→ **Written exercise**
Reproduce the material below with "Can you identify" swapped for "Can you locate" everywhere it occurs, changing nothing else.

>> Begin Supplied information

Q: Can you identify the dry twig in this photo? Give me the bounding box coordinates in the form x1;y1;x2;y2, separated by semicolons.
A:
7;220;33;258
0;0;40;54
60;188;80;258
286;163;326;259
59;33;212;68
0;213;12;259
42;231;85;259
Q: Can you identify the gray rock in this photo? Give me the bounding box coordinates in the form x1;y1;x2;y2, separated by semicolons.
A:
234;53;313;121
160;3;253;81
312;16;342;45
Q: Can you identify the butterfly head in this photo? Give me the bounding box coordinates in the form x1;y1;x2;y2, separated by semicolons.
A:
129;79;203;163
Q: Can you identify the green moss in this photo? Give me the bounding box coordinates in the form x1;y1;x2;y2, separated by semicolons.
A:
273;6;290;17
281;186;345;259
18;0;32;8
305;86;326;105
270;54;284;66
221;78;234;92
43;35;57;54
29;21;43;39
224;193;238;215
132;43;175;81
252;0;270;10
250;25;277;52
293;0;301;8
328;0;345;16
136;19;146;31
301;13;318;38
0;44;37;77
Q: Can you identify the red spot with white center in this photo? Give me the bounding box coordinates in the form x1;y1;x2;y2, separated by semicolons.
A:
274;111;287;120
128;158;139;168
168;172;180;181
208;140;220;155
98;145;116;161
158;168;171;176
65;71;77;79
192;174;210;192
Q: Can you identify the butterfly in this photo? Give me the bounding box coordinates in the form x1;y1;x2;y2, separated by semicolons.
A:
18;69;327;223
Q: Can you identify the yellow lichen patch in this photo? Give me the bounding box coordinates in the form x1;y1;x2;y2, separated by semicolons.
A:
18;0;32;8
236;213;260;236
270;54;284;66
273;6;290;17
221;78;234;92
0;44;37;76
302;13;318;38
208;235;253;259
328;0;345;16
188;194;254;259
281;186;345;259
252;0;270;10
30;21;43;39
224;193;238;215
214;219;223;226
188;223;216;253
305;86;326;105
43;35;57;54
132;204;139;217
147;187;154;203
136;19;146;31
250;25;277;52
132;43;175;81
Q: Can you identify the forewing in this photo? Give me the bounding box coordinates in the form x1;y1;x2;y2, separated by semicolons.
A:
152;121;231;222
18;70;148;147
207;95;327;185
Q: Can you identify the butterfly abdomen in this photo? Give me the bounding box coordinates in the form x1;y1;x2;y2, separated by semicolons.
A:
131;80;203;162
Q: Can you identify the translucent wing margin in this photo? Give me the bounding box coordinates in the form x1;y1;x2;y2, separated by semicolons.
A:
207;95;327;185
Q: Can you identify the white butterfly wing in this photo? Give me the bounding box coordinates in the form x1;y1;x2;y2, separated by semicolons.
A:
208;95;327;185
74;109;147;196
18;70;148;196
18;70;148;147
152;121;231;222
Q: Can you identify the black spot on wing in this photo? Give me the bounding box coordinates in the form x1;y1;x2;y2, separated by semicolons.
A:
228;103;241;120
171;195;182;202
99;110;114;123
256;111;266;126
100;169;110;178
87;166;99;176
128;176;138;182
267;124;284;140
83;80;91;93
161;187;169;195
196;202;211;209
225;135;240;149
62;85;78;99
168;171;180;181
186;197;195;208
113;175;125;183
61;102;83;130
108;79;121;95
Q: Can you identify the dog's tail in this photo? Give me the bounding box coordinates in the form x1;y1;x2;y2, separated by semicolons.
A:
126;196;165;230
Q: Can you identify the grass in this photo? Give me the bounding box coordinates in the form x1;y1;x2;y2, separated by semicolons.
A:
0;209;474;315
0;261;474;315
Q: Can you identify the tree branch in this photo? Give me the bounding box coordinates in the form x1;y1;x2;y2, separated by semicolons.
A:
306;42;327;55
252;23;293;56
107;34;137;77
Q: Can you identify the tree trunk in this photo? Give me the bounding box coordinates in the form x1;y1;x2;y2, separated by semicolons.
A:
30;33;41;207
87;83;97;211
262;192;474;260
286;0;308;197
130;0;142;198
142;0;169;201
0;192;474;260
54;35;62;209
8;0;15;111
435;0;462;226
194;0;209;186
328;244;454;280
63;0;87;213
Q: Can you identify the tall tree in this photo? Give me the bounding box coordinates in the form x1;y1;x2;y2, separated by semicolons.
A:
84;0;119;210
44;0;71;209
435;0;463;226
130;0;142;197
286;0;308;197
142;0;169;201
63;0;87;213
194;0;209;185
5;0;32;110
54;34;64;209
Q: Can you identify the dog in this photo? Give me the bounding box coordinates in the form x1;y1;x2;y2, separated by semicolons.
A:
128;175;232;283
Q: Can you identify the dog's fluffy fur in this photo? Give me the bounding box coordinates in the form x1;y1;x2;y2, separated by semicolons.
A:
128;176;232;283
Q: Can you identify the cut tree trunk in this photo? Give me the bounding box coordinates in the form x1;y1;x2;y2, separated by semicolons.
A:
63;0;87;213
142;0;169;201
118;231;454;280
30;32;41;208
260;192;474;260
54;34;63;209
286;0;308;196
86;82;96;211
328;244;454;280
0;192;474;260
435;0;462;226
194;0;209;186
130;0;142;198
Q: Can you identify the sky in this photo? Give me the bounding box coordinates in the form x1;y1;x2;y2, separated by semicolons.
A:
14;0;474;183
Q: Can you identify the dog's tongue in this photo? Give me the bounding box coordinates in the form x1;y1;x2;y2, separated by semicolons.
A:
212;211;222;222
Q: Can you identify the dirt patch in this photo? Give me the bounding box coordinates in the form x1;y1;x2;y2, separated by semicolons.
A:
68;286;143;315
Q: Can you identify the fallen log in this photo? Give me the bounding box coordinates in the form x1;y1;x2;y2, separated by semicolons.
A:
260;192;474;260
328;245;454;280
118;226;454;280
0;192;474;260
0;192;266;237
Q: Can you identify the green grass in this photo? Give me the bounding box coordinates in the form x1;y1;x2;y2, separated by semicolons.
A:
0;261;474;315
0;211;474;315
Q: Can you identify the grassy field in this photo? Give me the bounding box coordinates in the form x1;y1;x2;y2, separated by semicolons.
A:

>> End Supplied information

→ **Full response**
Q: Can you locate the dry twig in this photo? Give me the bounding box coordinates in the form x1;y1;x2;y2, separated by semicolons.
A:
7;220;33;258
0;0;40;54
60;188;80;258
286;163;326;259
59;33;212;68
0;213;12;259
42;231;85;259
Q: Can you locate the gray rock in this photo? Give me the bounding box coordinates in the form x1;y1;x2;y2, separated by semicolons.
A:
234;53;313;121
160;3;253;81
312;16;342;45
Q: Can you locate the butterfly head in this photo? Give me the bounding box coordinates in the form x1;y1;x2;y2, separated by semicolons.
A:
129;79;203;163
Q: Can you locate the green moss in this photo? Give me the bounding box coordinates in the form x1;y1;x2;y2, separated by semicolons.
A:
273;6;290;17
281;186;345;259
18;0;32;8
305;86;326;105
270;54;284;66
221;78;234;92
43;35;57;54
29;21;43;39
224;193;238;215
132;43;175;81
252;0;270;10
250;25;277;52
293;0;301;8
328;0;345;16
136;19;146;31
301;13;318;38
0;44;37;77
Q: Can you locate the red spot with white center in this photo? Give me the bounding box coordinates in the form x1;y1;x2;y2, separated by semicolons.
A:
274;111;287;120
128;158;139;168
168;172;180;181
208;140;220;155
98;145;116;161
158;168;171;176
65;71;77;79
192;174;210;192
Q: Can you locate the butterfly in this photo? Give me the bounding box coordinates in the form x1;y1;x2;y2, separated by semicolons.
A:
18;69;327;223
Q: Can you locate the yellow lichen patch in this photo? Give me the bounding box coordinates in the form x1;y1;x2;y2, separated by semicolons.
A:
18;0;32;8
236;213;260;236
270;54;284;66
273;6;290;17
221;78;234;92
0;44;37;76
302;13;318;38
208;235;253;259
328;0;345;16
188;194;254;259
281;186;345;259
252;0;270;10
30;21;43;39
224;193;238;215
214;219;223;226
188;223;216;253
305;86;326;105
43;35;57;54
132;204;139;217
147;187;154;203
136;19;146;31
250;25;277;52
132;43;175;81
Q: Can you locate the forewing in this photo? Give me the bounding box coordinates in the form x1;y1;x2;y2, separated by semicolons.
A:
152;121;231;222
18;70;148;147
207;95;327;185
Q: Can you locate the butterfly abdomen in this photo? Give me the bounding box coordinates in the form x1;y1;x2;y2, separated by semicolons.
A:
131;80;203;162
Q: Can you locate the translucent wing margin in this photo? Give me the bounding box coordinates in the form x1;y1;x2;y2, separated by semicolons.
A:
207;95;327;185
Q: Can you locate the white butterfly wing in this photo? Give me the bounding box coordinates in the form x1;y1;x2;y2, separated by semicolons.
A:
208;95;327;185
74;109;147;196
18;70;148;196
18;70;148;147
152;121;231;222
Q: Can you locate the black spot on wing in this photo? Give me the bounding box coordinates in the form x1;y1;x2;y2, separated by semicolons.
A:
228;103;241;120
171;195;182;202
99;110;114;123
256;111;266;126
100;169;110;178
87;166;99;176
128;176;138;182
267;124;284;140
83;80;91;93
161;187;169;195
196;202;211;209
225;135;240;149
62;85;78;99
168;171;180;181
186;197;195;208
113;175;125;183
61;102;83;130
108;79;121;95
Q: Can you locate the dog's tail in this photo? Give me the bounding box coordinates in the form x1;y1;x2;y2, separated by semicolons.
A:
126;196;165;230
Q: Can you locate the grass in this photo? Give me the bounding box coordinates in the form x1;y1;x2;y2, separated by semicolons.
A:
0;209;474;315
0;261;474;315
Q: Can you locate the tree branch in this photo? Give me the bounding box coordinates in the form x1;y1;x2;y2, separated by semicolons.
A:
306;42;327;55
252;23;293;56
107;34;137;77
Q: Can you locate the tree trunk in this photo? Give me the bounding box coordinates in the form x1;y1;x2;y2, separated by semicolons.
A:
30;33;41;207
87;83;97;211
262;192;474;260
286;0;308;197
130;0;142;198
142;0;169;201
0;192;474;260
54;35;62;209
8;0;15;111
435;0;462;226
194;0;209;186
328;244;454;280
63;0;87;213
Q: Can you locate the tall tree in this photo? Give me the bounding box coordinates in the form x1;y1;x2;y2, separated by semicolons.
A:
84;0;119;210
44;0;71;209
435;0;463;226
130;0;142;197
286;0;308;197
142;0;169;201
63;0;87;213
194;0;209;185
5;0;32;110
54;34;64;209
Q: Can you locate the dog in this photo? Give me the bounding box coordinates in the form x1;y1;x2;y2, separated by semicolons.
A:
128;175;232;283
Q: Can you locate the dog's fluffy fur in this photo? Give me the bounding box coordinates in the form x1;y1;x2;y2, separated by semicolons.
A:
128;176;232;283
Q: Can you locate the cut tree trunk in this photo? Give me the bounding box coordinates in the form x1;y1;x2;y2, separated by semicolons.
A:
63;0;87;213
142;0;169;201
118;231;454;280
30;32;41;208
260;192;474;260
54;34;63;209
286;0;308;196
86;82;96;211
328;244;454;280
0;192;474;260
435;0;462;226
194;0;209;186
130;0;142;198
Q: Can you locate the sky in this photo? Give me the bounding box coordinates in the form x1;y1;x2;y2, separated by semicolons.
A:
14;0;474;183
Q: Can you locate the dog's tongue in this photo? Give me the bounding box coordinates in the form x1;y1;x2;y2, separated by semicolons.
A:
212;211;222;222
Q: Can you locate the dirt patch in this photo? Give me the bounding box coordinates in the form x1;y1;x2;y2, separated by semicolons.
A:
68;286;143;315
Q: Can you locate the fallen log in this photo? Give me the bounding box coordinates in the form x1;y1;x2;y2, separated by semicolons.
A:
260;192;474;260
328;245;454;280
118;226;454;280
0;192;474;260
0;192;266;237
Q: Can you locate the green grass in this photo? Give me the bounding box coordinates in the form x1;y1;x2;y2, separated by semicolons.
A:
0;261;474;315
0;211;474;315
Q: Can you locate the grassy field in this photo? Give me the bounding box coordinates in the form x1;y1;x2;y2, separated by semicolons.
A:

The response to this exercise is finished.